Welke hoofdstuk en verzen van het Evangelie van Johannes dienden volgens het fragment als uitgangspunt voor Scarlatti's Johannes-Passie?
--- Fragment ---
CD-recensie

 

© Aart van der Wal, april 2017

 

(A.) Scarlatti: PassiosSecundum Johannem (met Responsori per la Settimana Santa)

Giuseppina Bridelli (mezzo - Testo), Salvo Vitale (bas - Christus), Caroline Weynants (sopraan - Ancilla), Guillaume Houcke (countertenor - Pilatus), Pierre Derhet (tenor - Petrus), Maxime Melnik (tenor - Judaeus), Choeur de Chambre de Namur, Milenium Orchestra o.l.v. Leonardo García Alarcón

Ricercar RIC 378 • 59' •

Live-opname: 27 maart 2016, Provinciaal Museum, Begijnhofkerk, Sint-Truiden (B)

   

Merkwaardig genoeg blijven historici en musicologen in het ongewisse waar en wanneer de 'Passio secundum Joannem', de Johannes-Passie van Alessandro Scarlatti (Palermo, 1660-Napels, 1725) precies is ontstaan. Vooralsnog houdt men het op rond 1685 in Napels. Er zijn althans twee manuscripten ervan in Napels aangetroffen die duidelijk in die richting wijzen: het ene bevindt zich in het Archivio dei Girolamini, het andere in het Conservatorio Pietro a Majella. Waar iedereen het wel over eens is, is dat Scarlatti's passiemuziek uitzonderlijk rijk is aan pathos en expressie, zij het conceptueel minder vooruitstrevend dan de kerkmuziek van bijvoorbeeld zijn tijdgenoot Gaetano Veneziano (1656-1716). Dat deze eerste in Italië gecomponeerde passiemuziek van een bijzondere schoonheid is zal niemand betwisten.

Als uitgangspunt diende de Latijnse tekst van het Evangelie van Johannes, hoofdstuk 18, de verzen 19-37 (als u het even opzoekt weet u precies waar de handeling over gaat, al vindt u in het cd-boekje ook de Engelse en Franse vertaling). De belangrijkste karakters zijn de Testo of Evangelist (alt, maar in deze uitvoering een mezzo), Christus (bas) en Pilatus (tenor). Daarnaast zijn er Ancilla (sopraan), Petrus (tenor) en Judas (tenor). Evenals in Bachs Johannes-Passion vertolkt het koor (vier sopranen, vier countertenors, vier tenoren, drie bassen - ze nemen met uitzondering van Testo en Christus tevens de solopartijen voor hun rekening) de stem van het volk.
--- Aangeleverde gegevens ---
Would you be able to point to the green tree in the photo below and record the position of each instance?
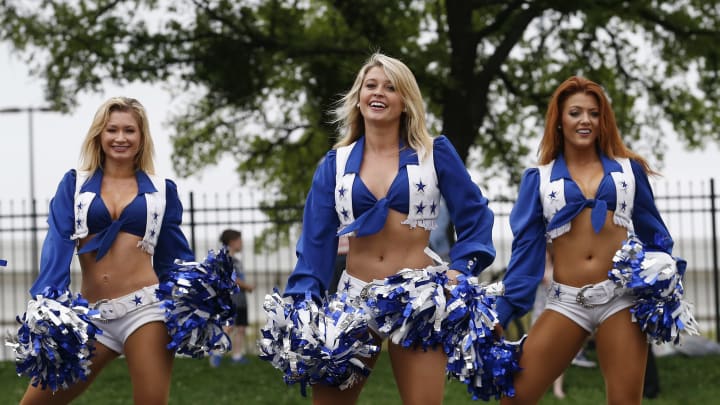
---
* _Antwoord hieronder_:
Hoofdstuk 18, de verzen 19-37, in de Latijnse tekst.